[Collected data entries]:
------------------------------------------------------------

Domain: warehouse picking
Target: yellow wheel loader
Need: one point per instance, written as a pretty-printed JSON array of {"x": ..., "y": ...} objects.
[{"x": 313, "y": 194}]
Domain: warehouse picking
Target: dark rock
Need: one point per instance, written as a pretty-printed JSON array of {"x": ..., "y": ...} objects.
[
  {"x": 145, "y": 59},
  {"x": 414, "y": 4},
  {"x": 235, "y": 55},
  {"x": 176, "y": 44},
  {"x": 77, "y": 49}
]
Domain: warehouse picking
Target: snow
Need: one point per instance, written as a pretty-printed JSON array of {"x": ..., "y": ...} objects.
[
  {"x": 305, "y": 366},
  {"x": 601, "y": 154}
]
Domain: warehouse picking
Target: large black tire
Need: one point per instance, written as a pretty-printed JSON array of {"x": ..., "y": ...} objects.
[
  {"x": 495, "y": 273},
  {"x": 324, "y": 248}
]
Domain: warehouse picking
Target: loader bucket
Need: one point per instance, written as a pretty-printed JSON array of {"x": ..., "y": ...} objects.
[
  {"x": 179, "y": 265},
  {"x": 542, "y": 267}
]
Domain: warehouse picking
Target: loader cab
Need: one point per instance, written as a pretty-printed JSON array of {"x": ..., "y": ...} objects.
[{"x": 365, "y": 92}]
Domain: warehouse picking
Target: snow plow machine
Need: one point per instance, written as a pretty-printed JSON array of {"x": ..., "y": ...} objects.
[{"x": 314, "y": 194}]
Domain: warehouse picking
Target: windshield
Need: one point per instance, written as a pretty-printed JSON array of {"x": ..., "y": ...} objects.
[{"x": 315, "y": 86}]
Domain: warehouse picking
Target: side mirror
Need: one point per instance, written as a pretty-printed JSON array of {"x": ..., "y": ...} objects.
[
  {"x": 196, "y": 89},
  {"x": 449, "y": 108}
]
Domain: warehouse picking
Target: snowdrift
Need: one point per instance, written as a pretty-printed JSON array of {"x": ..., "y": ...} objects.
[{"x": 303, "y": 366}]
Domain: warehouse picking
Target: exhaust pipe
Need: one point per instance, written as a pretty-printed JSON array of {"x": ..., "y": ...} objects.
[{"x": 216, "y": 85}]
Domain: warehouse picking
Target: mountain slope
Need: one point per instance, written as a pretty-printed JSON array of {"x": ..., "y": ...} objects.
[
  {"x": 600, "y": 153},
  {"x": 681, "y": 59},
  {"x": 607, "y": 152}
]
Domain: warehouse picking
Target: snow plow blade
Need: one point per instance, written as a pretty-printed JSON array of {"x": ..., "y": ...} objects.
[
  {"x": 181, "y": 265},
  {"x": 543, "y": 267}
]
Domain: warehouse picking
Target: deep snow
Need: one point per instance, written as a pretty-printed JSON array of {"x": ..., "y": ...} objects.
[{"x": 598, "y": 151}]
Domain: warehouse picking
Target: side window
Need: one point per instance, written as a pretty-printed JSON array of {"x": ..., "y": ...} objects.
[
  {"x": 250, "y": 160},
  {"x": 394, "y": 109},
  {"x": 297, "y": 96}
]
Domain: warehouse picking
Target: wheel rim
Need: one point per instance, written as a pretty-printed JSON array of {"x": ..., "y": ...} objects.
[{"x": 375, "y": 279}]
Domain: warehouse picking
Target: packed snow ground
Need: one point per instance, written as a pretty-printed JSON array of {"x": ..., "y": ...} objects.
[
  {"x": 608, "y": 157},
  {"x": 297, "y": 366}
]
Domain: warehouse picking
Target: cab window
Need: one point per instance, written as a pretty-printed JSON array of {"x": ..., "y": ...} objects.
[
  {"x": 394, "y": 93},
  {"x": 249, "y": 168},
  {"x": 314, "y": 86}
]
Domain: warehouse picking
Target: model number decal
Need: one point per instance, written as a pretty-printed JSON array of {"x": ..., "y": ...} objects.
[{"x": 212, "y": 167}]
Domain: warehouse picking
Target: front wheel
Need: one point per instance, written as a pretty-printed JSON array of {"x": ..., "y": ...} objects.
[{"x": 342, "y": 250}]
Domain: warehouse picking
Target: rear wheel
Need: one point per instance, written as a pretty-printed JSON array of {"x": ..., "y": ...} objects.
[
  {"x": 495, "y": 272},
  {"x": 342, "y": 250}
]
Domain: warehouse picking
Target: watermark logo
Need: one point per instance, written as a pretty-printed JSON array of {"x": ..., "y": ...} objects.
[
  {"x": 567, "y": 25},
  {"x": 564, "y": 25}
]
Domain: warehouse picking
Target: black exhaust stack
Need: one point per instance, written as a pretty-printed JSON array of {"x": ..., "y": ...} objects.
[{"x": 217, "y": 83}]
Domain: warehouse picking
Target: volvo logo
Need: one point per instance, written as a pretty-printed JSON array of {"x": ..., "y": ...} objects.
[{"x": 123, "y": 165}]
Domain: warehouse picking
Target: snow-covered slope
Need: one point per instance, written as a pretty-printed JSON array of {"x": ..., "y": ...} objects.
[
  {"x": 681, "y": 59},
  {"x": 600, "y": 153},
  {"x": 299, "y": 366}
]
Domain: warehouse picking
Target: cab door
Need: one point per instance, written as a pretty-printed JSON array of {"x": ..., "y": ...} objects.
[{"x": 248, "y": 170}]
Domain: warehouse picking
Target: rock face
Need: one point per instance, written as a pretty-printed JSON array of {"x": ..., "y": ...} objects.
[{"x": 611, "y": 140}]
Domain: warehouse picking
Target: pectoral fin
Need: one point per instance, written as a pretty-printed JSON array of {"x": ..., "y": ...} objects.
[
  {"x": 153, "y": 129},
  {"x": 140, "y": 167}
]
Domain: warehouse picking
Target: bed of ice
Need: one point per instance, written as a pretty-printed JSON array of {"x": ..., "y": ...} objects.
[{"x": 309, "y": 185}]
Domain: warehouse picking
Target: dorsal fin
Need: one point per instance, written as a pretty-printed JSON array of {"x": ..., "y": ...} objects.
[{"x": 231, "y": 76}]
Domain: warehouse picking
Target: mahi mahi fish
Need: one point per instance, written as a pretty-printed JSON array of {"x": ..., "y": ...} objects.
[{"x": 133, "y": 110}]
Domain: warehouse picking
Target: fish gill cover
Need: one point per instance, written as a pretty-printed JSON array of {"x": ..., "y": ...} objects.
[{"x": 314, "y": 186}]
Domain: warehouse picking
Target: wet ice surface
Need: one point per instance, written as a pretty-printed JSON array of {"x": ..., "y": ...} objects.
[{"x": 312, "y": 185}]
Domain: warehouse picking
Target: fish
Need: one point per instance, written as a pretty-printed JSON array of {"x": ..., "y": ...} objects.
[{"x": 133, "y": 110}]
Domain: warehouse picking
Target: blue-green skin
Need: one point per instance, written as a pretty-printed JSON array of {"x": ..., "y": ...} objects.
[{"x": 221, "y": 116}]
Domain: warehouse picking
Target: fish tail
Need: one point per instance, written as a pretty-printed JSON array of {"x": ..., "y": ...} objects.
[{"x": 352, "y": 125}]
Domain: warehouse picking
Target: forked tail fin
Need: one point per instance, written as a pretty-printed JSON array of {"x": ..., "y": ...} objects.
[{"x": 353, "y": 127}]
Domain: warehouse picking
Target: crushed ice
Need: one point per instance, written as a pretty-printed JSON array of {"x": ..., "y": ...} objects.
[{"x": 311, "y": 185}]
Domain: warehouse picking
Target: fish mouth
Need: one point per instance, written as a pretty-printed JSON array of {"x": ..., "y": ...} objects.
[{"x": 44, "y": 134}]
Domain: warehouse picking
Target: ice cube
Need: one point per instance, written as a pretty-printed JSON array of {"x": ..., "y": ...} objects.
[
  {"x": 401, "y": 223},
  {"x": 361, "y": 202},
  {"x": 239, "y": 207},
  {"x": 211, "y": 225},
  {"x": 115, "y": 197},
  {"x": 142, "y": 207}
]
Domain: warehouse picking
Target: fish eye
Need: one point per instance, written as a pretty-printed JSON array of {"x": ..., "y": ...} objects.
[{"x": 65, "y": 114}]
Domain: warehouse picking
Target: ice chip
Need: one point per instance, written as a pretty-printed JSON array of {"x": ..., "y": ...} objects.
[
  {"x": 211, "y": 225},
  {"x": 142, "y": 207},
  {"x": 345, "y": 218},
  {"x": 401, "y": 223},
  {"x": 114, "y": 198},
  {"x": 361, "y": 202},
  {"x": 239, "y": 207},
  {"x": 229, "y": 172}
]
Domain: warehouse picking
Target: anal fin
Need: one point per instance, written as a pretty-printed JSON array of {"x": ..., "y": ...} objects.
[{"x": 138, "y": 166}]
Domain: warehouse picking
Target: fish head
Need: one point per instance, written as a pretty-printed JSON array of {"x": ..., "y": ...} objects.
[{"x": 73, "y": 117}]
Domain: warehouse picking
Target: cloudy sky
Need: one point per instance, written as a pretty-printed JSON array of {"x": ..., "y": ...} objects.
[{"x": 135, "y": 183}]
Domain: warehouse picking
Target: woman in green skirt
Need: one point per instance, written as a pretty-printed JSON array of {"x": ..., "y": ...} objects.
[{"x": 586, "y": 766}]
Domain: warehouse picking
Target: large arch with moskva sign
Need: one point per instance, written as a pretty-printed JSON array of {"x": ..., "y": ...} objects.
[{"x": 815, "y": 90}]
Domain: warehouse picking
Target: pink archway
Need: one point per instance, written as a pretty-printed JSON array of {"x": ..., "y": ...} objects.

------------------------------------------------------------

[What to produce]: Which lines in the entries above contain the string "slope"? Identify each one and copy it in full.

[Exercise answer]:
Target: mountain slope
Target: snow-covered slope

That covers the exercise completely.